▸ What the task requires
Word for word, retype the first line of the records and every following line through the one containing "formatted like [20,126].".

▸ Record excerpts
__________

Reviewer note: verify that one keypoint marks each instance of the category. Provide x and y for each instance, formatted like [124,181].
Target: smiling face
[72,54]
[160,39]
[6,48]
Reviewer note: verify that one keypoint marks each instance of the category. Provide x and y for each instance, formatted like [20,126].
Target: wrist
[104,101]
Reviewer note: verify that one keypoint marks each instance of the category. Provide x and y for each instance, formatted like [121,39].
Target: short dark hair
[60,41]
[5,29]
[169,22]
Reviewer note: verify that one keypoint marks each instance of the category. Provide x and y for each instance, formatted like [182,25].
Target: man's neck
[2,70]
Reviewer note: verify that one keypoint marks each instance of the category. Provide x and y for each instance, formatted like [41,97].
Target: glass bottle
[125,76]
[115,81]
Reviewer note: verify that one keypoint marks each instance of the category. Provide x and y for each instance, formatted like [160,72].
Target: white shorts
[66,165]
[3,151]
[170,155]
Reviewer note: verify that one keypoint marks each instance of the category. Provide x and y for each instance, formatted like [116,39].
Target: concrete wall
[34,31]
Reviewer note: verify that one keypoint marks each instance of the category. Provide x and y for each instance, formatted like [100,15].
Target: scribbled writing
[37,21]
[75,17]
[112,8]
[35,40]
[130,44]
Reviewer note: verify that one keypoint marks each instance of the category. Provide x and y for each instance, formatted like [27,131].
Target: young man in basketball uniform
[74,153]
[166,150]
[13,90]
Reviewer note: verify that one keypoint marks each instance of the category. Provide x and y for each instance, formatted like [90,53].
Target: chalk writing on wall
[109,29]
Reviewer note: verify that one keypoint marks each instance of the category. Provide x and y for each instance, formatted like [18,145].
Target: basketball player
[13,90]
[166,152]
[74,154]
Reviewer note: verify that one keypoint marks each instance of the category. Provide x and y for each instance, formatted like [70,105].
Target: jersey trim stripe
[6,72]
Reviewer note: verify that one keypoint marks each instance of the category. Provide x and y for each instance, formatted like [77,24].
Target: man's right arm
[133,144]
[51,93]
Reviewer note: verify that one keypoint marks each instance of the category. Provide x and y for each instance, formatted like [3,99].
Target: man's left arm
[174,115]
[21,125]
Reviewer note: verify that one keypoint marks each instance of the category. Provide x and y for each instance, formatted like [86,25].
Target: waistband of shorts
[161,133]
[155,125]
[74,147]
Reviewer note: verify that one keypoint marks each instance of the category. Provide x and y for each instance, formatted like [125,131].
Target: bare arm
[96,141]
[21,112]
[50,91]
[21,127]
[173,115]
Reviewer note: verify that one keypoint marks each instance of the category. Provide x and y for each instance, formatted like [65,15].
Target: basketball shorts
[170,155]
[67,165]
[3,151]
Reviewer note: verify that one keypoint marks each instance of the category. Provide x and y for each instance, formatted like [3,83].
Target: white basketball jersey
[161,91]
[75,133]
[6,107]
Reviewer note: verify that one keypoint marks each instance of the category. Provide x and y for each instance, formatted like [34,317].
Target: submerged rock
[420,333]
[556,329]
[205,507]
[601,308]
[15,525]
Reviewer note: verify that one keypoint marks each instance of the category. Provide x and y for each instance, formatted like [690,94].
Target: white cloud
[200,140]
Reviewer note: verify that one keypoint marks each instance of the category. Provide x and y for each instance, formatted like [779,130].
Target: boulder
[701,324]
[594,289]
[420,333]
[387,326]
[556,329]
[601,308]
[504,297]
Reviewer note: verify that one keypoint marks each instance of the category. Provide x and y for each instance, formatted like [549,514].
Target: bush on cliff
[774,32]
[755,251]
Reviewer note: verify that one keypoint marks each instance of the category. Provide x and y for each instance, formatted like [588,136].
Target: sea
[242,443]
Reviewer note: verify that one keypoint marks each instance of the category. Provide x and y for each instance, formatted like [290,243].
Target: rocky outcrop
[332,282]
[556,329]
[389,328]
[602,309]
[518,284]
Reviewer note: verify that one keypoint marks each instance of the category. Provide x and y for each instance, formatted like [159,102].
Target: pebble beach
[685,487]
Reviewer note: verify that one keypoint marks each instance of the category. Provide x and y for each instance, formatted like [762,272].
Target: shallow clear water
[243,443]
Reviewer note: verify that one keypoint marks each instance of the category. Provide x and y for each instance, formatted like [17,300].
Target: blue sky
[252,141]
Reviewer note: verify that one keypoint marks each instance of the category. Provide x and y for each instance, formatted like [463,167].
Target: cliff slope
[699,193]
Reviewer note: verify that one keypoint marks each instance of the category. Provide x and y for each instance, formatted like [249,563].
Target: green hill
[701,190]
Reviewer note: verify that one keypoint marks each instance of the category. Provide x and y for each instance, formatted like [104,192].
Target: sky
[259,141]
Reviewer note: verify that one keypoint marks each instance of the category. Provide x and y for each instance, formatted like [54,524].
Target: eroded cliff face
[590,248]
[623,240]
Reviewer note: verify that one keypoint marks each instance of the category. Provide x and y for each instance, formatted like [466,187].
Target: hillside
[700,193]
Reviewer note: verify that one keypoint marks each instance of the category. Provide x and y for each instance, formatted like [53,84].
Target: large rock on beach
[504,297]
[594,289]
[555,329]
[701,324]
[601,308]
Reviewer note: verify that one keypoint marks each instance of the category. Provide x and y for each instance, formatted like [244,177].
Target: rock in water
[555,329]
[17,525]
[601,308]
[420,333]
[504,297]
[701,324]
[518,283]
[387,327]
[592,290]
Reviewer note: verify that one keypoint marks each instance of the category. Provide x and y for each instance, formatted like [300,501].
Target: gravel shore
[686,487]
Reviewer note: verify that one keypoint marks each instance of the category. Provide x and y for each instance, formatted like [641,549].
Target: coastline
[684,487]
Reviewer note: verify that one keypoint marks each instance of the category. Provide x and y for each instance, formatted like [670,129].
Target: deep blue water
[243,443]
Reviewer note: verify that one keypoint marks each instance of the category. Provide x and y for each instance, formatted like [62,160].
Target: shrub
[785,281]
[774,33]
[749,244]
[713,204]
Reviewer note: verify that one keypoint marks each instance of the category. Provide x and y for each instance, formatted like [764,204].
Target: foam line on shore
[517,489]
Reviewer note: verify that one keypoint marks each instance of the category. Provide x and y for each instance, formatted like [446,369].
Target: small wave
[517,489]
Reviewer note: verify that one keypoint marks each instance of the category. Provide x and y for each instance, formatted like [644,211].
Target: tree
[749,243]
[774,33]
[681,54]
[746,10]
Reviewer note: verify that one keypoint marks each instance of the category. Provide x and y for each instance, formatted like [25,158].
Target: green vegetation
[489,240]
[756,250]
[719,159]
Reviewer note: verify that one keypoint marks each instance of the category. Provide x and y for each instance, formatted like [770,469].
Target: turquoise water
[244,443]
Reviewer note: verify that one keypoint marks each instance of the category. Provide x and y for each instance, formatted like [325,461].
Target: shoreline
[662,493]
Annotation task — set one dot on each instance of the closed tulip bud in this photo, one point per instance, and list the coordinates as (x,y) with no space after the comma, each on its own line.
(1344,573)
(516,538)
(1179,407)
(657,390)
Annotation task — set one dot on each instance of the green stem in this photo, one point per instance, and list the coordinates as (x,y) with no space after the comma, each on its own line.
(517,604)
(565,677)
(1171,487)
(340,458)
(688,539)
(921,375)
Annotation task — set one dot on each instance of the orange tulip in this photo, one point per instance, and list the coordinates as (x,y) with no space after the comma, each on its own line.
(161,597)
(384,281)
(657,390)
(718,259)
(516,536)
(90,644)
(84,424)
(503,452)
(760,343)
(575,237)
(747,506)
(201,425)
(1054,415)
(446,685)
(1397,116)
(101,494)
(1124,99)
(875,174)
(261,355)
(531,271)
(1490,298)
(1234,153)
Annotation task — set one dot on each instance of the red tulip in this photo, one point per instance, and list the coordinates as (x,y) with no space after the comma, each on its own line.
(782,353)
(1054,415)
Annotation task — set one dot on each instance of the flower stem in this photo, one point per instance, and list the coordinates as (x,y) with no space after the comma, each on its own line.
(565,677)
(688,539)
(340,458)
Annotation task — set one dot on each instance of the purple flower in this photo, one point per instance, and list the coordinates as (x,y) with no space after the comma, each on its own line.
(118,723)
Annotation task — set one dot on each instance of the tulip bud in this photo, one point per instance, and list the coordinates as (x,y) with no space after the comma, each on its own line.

__________

▸ Written solution
Reviewer note: verify that one keypoint marks each instance of the category. Provide x and y for each instance, formatted like [124,181].
Target: smiling face
[72,54]
[160,39]
[6,48]
Reviewer note: verify that one keypoint marks each instance of the category. Provide x and y for each instance, formatted like [20,126].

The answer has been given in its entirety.